Records supplied:
* * *
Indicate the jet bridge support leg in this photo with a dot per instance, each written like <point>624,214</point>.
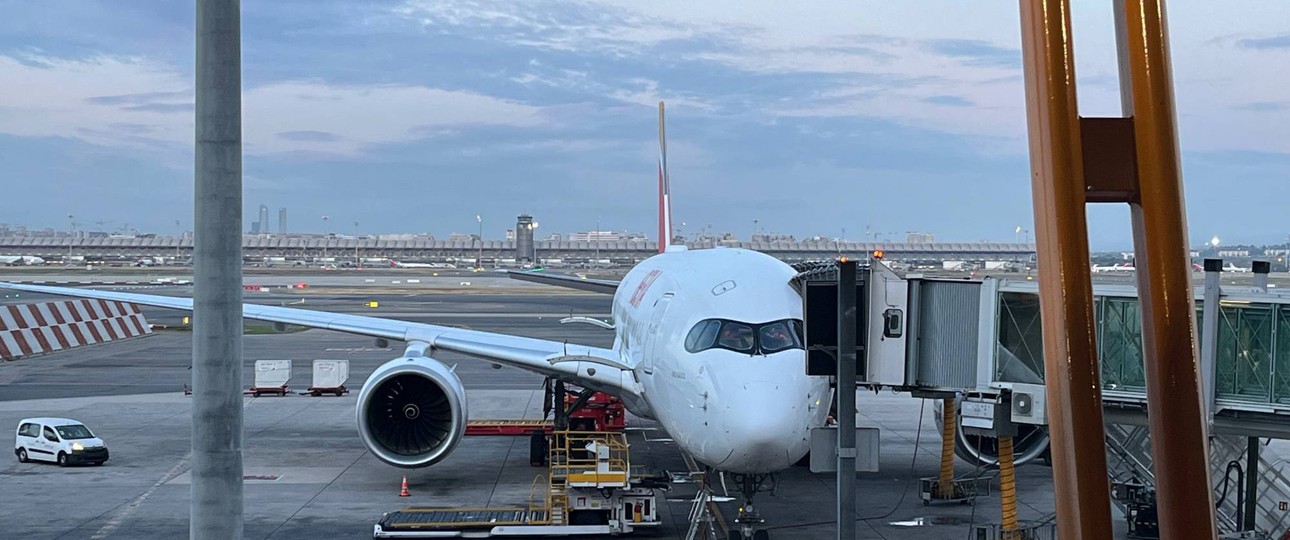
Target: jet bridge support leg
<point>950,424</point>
* * *
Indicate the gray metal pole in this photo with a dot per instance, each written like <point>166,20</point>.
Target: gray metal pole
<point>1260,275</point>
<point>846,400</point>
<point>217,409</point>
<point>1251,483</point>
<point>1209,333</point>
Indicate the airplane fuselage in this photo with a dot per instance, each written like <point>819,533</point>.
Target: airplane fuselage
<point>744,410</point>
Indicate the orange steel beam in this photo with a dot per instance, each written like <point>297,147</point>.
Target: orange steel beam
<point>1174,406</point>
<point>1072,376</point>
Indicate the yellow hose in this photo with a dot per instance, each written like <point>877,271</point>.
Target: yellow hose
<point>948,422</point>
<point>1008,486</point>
* * *
Exercise: Check each line in the data for the word "this", then report only how many lines contain it.

Response to the task: 5